* _TASK REQUIREMENTS_
Reproduce each line from the records that holds "blazer".
==== SOURCE DATA ====
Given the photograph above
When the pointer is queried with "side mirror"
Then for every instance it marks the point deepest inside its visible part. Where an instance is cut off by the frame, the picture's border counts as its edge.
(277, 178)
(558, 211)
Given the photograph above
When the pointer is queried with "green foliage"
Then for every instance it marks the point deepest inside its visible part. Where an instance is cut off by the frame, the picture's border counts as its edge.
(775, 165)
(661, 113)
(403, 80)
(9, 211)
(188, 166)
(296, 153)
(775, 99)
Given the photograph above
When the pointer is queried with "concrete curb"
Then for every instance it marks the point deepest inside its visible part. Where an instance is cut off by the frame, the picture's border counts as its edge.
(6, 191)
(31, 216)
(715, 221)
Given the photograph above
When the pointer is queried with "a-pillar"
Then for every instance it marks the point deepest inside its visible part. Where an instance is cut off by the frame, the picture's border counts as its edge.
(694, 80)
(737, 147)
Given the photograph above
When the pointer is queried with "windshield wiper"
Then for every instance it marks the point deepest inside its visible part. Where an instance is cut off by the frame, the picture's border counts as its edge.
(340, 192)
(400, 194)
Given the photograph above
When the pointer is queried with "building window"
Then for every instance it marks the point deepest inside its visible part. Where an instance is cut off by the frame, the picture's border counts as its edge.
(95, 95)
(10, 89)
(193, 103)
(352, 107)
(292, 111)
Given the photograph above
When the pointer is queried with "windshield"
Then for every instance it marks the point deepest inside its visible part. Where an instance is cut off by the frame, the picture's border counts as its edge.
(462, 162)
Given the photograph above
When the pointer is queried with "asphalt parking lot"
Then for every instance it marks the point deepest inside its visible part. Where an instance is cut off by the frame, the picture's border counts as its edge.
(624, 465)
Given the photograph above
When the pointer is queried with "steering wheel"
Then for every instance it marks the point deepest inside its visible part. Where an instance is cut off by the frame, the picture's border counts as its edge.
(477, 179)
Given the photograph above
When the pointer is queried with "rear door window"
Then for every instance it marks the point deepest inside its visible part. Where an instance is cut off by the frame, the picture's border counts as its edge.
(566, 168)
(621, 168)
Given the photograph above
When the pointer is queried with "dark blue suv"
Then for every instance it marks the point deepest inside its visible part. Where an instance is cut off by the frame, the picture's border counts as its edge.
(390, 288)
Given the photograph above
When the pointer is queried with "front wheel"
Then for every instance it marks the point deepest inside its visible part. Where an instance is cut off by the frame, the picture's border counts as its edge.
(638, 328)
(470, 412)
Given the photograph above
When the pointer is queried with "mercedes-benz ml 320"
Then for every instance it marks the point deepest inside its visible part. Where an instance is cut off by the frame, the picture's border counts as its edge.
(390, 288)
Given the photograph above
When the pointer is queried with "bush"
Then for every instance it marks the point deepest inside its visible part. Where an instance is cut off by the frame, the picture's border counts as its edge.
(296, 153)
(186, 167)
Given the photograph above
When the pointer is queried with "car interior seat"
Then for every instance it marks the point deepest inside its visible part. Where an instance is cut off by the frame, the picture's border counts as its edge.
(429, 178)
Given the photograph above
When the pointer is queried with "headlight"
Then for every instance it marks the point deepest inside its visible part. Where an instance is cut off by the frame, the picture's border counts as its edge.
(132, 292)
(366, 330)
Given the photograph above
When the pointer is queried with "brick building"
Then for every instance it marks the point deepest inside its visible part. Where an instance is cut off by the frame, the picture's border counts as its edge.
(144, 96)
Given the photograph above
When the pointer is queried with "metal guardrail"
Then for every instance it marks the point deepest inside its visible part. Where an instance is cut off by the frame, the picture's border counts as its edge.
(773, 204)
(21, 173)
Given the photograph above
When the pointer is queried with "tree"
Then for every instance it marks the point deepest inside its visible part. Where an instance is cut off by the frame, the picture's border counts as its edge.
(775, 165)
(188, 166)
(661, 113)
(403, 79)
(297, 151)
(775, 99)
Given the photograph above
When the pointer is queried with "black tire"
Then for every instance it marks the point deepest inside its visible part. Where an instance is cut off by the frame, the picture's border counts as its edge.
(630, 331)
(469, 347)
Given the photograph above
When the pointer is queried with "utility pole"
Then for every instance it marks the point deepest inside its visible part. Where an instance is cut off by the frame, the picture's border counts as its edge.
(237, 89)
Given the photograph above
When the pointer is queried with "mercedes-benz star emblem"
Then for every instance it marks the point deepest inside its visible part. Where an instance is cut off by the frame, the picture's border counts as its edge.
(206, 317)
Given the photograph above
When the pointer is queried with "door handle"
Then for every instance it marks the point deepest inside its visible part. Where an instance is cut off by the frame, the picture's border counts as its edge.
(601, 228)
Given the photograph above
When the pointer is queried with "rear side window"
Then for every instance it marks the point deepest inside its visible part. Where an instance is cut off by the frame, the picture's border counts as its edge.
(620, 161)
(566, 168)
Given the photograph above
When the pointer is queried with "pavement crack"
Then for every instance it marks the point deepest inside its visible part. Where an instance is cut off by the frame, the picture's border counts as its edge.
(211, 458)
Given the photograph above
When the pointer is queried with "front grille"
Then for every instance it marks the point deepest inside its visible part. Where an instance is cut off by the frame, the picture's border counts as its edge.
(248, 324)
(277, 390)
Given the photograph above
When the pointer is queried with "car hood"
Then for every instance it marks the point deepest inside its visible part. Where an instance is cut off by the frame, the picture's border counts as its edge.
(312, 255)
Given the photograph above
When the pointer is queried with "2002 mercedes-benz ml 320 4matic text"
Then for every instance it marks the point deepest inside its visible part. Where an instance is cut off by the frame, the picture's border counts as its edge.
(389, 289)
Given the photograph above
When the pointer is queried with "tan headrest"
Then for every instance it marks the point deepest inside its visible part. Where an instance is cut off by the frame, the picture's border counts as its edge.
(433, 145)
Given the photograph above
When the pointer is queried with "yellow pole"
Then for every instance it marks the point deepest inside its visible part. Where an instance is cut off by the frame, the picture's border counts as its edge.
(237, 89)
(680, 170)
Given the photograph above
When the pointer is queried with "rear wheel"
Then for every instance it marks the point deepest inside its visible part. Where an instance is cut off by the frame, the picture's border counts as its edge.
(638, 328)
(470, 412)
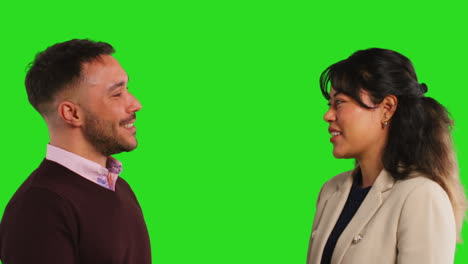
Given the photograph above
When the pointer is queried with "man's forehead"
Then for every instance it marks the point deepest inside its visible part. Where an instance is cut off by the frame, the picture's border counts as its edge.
(103, 69)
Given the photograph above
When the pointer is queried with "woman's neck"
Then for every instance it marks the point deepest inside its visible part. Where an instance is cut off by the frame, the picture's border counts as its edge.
(370, 169)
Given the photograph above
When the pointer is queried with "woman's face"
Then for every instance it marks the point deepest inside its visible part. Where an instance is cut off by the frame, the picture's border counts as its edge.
(356, 132)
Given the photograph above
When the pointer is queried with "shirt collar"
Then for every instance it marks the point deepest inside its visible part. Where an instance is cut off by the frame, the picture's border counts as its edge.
(90, 170)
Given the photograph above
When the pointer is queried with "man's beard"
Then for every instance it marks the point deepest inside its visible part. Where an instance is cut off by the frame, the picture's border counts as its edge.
(104, 136)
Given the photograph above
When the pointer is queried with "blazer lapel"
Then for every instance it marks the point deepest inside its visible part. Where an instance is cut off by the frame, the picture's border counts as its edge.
(366, 211)
(330, 213)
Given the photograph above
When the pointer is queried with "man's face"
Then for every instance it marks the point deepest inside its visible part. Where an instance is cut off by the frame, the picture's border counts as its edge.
(108, 106)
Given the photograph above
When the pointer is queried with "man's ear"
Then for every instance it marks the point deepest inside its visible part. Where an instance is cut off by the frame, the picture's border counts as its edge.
(70, 113)
(389, 105)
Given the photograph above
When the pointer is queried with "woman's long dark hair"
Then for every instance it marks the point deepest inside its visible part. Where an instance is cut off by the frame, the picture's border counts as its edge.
(419, 137)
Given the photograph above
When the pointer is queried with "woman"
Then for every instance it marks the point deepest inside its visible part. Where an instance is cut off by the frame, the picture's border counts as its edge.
(403, 203)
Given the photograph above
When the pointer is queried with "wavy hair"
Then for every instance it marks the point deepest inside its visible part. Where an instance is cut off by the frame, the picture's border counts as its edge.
(419, 137)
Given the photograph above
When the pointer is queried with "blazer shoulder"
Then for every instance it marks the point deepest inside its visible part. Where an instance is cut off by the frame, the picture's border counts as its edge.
(420, 183)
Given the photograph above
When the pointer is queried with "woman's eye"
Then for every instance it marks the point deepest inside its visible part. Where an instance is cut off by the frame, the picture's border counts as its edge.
(338, 102)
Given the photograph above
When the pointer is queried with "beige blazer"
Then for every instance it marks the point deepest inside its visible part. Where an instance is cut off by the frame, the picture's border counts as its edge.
(405, 222)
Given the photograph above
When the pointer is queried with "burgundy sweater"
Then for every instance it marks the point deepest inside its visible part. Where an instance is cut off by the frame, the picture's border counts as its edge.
(59, 217)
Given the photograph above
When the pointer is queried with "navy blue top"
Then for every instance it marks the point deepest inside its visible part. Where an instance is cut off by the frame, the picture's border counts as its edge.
(355, 198)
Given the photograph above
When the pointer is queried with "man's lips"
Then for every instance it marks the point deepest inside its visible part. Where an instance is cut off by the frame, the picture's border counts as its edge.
(334, 133)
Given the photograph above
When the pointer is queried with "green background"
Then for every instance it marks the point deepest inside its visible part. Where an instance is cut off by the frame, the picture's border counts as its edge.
(233, 148)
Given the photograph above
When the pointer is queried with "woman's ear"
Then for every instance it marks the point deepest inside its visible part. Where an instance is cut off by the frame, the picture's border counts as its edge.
(389, 105)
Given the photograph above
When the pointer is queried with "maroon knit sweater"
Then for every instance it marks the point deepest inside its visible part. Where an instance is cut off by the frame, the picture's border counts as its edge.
(59, 217)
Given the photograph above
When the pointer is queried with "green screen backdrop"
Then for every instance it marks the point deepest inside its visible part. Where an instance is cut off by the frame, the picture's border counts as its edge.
(233, 148)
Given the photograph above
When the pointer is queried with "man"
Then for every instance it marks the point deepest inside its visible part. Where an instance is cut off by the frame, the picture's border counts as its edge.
(74, 208)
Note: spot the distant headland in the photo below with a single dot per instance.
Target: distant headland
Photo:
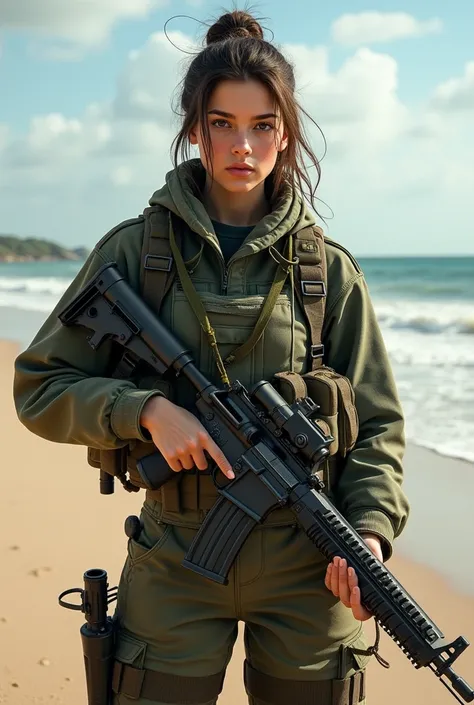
(31, 249)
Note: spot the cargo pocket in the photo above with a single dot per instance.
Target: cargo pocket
(151, 540)
(130, 650)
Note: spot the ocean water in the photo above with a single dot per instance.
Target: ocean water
(425, 307)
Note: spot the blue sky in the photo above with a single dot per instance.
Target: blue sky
(399, 182)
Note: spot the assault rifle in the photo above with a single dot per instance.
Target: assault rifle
(274, 448)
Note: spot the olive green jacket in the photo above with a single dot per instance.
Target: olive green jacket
(64, 391)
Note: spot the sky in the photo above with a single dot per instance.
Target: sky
(88, 88)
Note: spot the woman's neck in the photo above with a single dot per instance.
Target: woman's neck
(235, 208)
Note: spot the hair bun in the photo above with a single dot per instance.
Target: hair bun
(234, 24)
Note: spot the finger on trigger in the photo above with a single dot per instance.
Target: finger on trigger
(216, 453)
(335, 577)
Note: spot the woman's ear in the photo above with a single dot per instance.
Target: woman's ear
(283, 142)
(193, 136)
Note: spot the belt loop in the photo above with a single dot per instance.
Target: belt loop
(117, 676)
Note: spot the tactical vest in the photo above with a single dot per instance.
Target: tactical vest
(331, 391)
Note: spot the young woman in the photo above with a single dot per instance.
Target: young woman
(237, 210)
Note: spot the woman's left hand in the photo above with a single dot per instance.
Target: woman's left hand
(343, 583)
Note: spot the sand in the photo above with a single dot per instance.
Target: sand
(54, 525)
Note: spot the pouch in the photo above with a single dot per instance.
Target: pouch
(334, 395)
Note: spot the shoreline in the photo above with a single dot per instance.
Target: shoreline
(54, 525)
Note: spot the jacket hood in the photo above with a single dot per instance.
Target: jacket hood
(181, 195)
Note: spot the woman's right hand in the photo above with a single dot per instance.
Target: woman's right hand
(180, 437)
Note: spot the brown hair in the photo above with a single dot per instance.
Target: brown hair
(236, 50)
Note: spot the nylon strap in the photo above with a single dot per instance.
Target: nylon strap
(311, 278)
(201, 314)
(267, 308)
(196, 304)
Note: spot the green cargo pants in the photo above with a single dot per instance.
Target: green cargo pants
(176, 629)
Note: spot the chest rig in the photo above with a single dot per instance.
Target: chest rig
(161, 263)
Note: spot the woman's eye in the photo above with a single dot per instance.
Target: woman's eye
(268, 126)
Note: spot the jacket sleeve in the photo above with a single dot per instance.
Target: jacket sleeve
(370, 491)
(63, 390)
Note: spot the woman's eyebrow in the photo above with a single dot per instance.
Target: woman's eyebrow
(222, 113)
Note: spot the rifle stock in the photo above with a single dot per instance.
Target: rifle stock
(274, 449)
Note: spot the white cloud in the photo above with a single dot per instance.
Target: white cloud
(83, 21)
(376, 27)
(121, 176)
(356, 104)
(398, 178)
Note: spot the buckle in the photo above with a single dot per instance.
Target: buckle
(317, 351)
(165, 266)
(320, 286)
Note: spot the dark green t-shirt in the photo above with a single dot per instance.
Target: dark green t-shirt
(230, 237)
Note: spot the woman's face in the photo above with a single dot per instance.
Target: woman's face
(243, 127)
====
* _RESPONSE AREA_
When the pointer is queried with "blazer lapel"
When the pointer is queried with "blazer shoulder"
When the pointer is queried with "beige blazer"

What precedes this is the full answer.